# [DIRECTIONS]
Swap "fence post" for "fence pole" in the material from its start through the line holding "[386,556,417,593]", inclusive, and write those lines out again with nothing else changed.

━━━━━ SUPPLIED INFORMATION

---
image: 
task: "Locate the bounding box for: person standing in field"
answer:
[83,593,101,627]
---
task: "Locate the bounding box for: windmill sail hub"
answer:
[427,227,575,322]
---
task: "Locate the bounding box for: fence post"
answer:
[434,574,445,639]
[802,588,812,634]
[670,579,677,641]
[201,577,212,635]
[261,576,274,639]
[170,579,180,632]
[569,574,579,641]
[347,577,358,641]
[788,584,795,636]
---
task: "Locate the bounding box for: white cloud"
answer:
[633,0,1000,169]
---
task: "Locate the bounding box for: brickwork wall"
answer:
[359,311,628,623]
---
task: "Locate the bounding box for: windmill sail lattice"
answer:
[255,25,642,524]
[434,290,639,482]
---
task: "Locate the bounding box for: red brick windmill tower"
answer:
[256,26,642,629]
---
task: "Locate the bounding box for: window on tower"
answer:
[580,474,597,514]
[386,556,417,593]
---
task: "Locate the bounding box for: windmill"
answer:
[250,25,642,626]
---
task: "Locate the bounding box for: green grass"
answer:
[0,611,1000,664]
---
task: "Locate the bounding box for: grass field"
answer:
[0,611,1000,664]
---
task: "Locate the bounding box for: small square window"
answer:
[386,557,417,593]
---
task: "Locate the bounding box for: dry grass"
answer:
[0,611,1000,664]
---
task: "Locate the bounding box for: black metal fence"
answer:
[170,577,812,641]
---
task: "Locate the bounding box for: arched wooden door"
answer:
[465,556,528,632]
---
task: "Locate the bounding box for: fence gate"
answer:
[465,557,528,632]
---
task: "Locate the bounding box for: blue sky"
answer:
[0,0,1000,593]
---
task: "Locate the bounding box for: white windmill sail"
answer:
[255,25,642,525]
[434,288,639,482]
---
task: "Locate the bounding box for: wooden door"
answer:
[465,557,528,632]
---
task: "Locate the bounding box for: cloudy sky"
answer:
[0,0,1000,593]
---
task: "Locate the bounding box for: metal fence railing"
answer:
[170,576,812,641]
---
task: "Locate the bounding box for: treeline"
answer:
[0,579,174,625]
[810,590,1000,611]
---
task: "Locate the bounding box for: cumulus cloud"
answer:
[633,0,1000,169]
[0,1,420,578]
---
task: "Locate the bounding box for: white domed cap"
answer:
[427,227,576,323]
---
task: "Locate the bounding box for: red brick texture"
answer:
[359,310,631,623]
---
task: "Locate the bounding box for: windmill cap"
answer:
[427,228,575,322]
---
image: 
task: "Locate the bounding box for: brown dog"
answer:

━━━━━━━━━━

# [COMPLETED TASK]
---
image: 
task: "Locate the bounding box for: person standing in field"
answer:
[83,593,101,627]
---
task: "Locate the bounding box for: windmill sail hub"
answer:
[427,227,575,322]
---
task: "Locate the bounding box for: fence pole"
answer:
[434,574,445,639]
[802,588,812,634]
[670,579,677,641]
[201,577,212,635]
[261,576,274,639]
[170,579,180,632]
[569,574,579,641]
[347,577,358,641]
[788,584,795,636]
---
task: "Locate the bounding box for: white cloud"
answer:
[633,0,1000,169]
---
task: "Locate the bounding box for: brickwork wall"
answer:
[359,311,628,623]
---
task: "Locate the bounding box for: windmill sail lattice"
answer:
[255,25,642,524]
[434,290,639,482]
---
task: "Locate the bounding box for: red brick windmill tower"
answer:
[256,26,642,629]
---
task: "Locate the bounding box for: window on tower"
answer:
[580,474,597,514]
[386,556,417,593]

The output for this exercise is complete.